# What you need to do
Reproduce the following lines without any changes.
_____
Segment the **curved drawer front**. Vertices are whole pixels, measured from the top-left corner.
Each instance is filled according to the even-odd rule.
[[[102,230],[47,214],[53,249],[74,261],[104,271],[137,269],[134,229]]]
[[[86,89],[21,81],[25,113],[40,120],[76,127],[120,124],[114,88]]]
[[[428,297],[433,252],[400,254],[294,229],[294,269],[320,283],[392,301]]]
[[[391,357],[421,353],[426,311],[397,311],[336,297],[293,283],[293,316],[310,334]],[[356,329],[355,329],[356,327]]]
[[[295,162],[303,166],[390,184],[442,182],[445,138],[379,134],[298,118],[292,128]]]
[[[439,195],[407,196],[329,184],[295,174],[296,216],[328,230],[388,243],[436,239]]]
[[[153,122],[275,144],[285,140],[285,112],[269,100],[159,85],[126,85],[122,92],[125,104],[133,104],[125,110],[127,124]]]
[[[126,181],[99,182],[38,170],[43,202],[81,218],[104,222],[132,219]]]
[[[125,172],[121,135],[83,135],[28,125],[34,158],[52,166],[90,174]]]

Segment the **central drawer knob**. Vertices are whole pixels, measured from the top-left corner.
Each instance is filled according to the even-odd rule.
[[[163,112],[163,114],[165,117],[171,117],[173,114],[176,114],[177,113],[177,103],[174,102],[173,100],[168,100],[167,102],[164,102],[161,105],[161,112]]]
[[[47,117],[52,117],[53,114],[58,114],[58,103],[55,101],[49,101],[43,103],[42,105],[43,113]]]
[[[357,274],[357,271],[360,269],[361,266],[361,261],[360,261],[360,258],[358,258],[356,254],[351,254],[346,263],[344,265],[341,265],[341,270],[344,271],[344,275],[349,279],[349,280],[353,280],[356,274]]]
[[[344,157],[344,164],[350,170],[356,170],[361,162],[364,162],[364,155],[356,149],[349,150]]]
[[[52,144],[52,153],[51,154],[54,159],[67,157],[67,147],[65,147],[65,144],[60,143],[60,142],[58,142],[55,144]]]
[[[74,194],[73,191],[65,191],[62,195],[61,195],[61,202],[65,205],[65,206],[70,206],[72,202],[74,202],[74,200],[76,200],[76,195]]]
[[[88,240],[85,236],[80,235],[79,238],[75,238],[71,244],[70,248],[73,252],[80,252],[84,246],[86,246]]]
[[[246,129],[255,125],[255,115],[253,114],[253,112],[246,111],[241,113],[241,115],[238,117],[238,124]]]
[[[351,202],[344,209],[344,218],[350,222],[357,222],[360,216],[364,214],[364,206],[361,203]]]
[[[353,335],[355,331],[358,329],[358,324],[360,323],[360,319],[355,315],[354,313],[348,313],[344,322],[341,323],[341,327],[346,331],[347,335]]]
_____
# Solution below
Segment the **curved drawer front**. Vertices are whole pixels, measured from the top-left corner.
Each instance is filled according to the even-odd rule.
[[[102,230],[47,214],[53,249],[74,261],[104,271],[137,269],[134,229]]]
[[[86,89],[21,81],[25,113],[40,120],[76,127],[120,124],[114,88]]]
[[[428,297],[433,252],[400,254],[294,229],[294,269],[320,283],[392,301]]]
[[[391,357],[421,353],[426,311],[397,311],[336,297],[293,283],[293,316],[310,334]],[[356,329],[355,329],[356,327]]]
[[[295,162],[303,166],[390,184],[442,182],[445,138],[379,134],[298,118],[292,128]]]
[[[439,195],[407,196],[329,184],[295,174],[296,216],[328,230],[388,243],[436,239]]]
[[[153,122],[275,144],[285,140],[285,112],[269,100],[159,85],[126,85],[122,92],[125,104],[133,104],[125,110],[127,124]]]
[[[126,181],[99,182],[38,170],[43,202],[81,218],[104,222],[132,219]]]
[[[125,172],[121,135],[83,135],[28,125],[34,158],[52,166],[90,174]]]

Segment the **central drawer knob**. Vertices are whole pixels, measured from the top-left corner.
Each instance is filled according to the even-odd rule.
[[[163,112],[163,114],[165,117],[171,117],[173,114],[176,114],[177,113],[177,103],[174,102],[173,100],[168,100],[167,102],[164,102],[161,105],[161,112]]]
[[[47,117],[52,117],[53,114],[58,114],[58,103],[55,101],[49,101],[43,103],[42,105],[43,113]]]
[[[357,274],[357,271],[360,269],[361,266],[361,261],[360,261],[360,258],[358,258],[356,254],[351,254],[346,263],[344,265],[341,265],[341,270],[344,271],[344,275],[349,279],[349,280],[353,280],[356,274]]]
[[[344,157],[344,164],[350,170],[356,170],[361,162],[364,162],[364,155],[356,149],[349,150]]]
[[[52,144],[52,153],[51,154],[54,159],[67,157],[67,147],[65,147],[65,144],[60,143],[60,142],[58,142],[55,144]]]
[[[74,194],[73,191],[65,191],[62,195],[61,195],[61,202],[65,205],[65,206],[70,206],[72,202],[74,202],[74,200],[76,200],[76,195]]]
[[[88,240],[85,236],[80,235],[79,238],[75,238],[71,244],[70,248],[73,252],[80,252],[84,246],[86,246]]]
[[[246,129],[255,125],[255,115],[253,114],[253,112],[246,111],[241,113],[241,115],[238,117],[238,124]]]
[[[351,202],[344,209],[344,218],[350,222],[357,222],[360,216],[364,214],[364,206],[361,203]]]
[[[353,335],[355,331],[358,329],[358,324],[360,323],[360,319],[355,315],[354,313],[348,313],[344,322],[341,323],[341,327],[346,331],[347,335]]]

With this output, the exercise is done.